下に掲げるIMERUATのライブ「ミナ・ポニーカの革命前夜」のレポートを、その最後の文の後から書き継ぎなさい。

### 抜粋
◇ ◇ ◇ ◇

The Eve of Mina Ponica's Revolution Report
イメルアライブ「ミナ・ポニーカの革命前夜」レポート

※本タイトルに悪趣味なパロディが感じられるおそれがありますが演出の都合上ご了承下さい

2015.7.25 IMERUATライブ「ミナ・ポニーカの革命前夜」の全貌
(北沢タウンホール)
<公演情報ページはこちら

総勢8名のステージ!

前編
文章、絵:浜渦正志


IMERUATは2011年にスタートして、一定の目標を目指してやってきましたが、早くも12年頃には思っていた形になり、その後はその方向性を磨くことが中心になっておりました。13年の「空想音楽博物館」ではもはや完成した感があり、14年のWWWは「総括の総括」みたいな位置づけ。もう個人的にはそれまでのやり方の延長は不必要に感じていました。何故ならそれらはもはやIMERUATとしての既得権益のようなもの。「待ってました」を繰り返していては、それはIMERUATをやっている意味がないわけです。興行として形にしていく「プロ意識」よりも、ただひたすらやりたいことをやる「究極のアマチュアリズム」をやれるのがIMERUAT。ゲーム音楽専門時代の支持を無視するなどやりたい放題、言うなれば「自己中」のためのユニットだったわけです。さすればIMERUATのファンに対しても喜ばれようとすることもその意味では裏切りになるはずで、「こらからも裏切り続けていって欲しい」と仰っていたファンの方も一定数いたはずなのに、と思うわけです。今回はメッセージ性をひっくり返す、版権曲をゼロにする、スコアを今の観点で書き直すなどなど、それでも結構足りないかもしれないとも思っていたのですが、想定以上に進められたようで、終演後は己の新たな暴挙に対してしばらく呆然としておりました。しかし脳内処理が終わり、立ちこめていた「自分が落とした爆弾の煙」が晴れると、多くの新しい道筋が見えて来て、目論見がほぼど真ん中に決まっていたことを実感しました。「3rdはこれまでのファンに喜んでもらえる曲も…」「CDもチケットもちゃんと売れるように…」なんてイヤらしいことを考えていたんだなぁと。袋叩きに遭っても、圧力を受けても己の手法を曲げず進めてしまって興奮する性癖があったのに、今自由に出来るイメでそれを躊躇するなら「どうかしてるぜ!」としか言いようがありません。「このIMERUAT、天が下に恐れるものいっさいなし!ただ自らの芸術の完璧ならんことを追及するのみ!」といくべきでしょう(by雄山)。でも、共同制作者であるMinaの意見だけは聞きます(笑)。いずれにしても、手応えは最高でした。

◇ ◇ ◇ ◇

### 元データ

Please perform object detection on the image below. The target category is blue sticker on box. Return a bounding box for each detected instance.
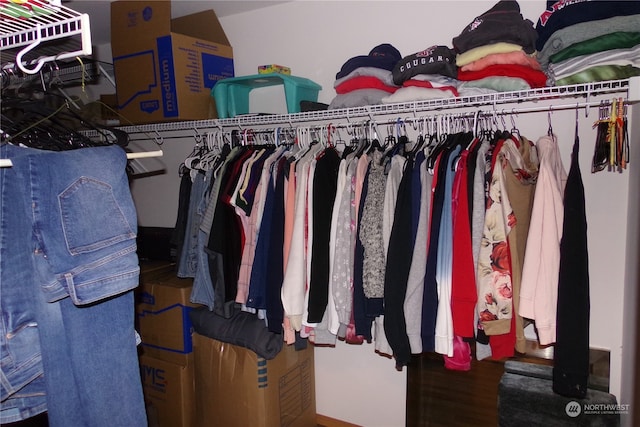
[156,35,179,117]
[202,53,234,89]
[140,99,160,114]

◇ ◇ ◇ ◇

### 解答例
全体像などはすっ飛ばして、まずセットリストから!

この日は5変化もしたMina、最初のいでたちは真夏のコート
「おはようハーヴス」+「ヴァルヴァーラの野望」
ライヴは単純に板付きでスタートする予定だったのですが、急遽「足そう」ということになって寸劇をやりました。追われるミナ(ヴァルヴァーラの秘密を知る少女)を追う私(官憲)という、なんとなくの設定です。ここで流れているのは「おはようハーヴス」という新曲。「持っているものを全部見せてみろ」と迫ります。ミナから手渡されたのはムックリ、光るカミナリストラップ、イメるんの設計図(本物)、片栗粉とザラメです。これを何度か揉み拉いて音を鳴らしているうちに「ヴァルヴァーラの野望」が始まります。ヴァル〜の音源の「雪の踏む音」はこの二つを使っており、これをマイクの前で再現してみました。しかもこのザラメはその時のが残っていたので持って来たもの!「学芸会」に拍車をかけました(笑)。片栗粉が問題で、リハのときに粉が舞う舞う…しかも音もよく鳴らない。そのため袋を密封したのですが、一匹氏に「あの粉がふわふわとキレイだった!」と言われ、元にもどしました。しかしやっぱりやりづらい!強く揉むと粉が…。何の話しとんねんという話ですが。

「Far Saa Far」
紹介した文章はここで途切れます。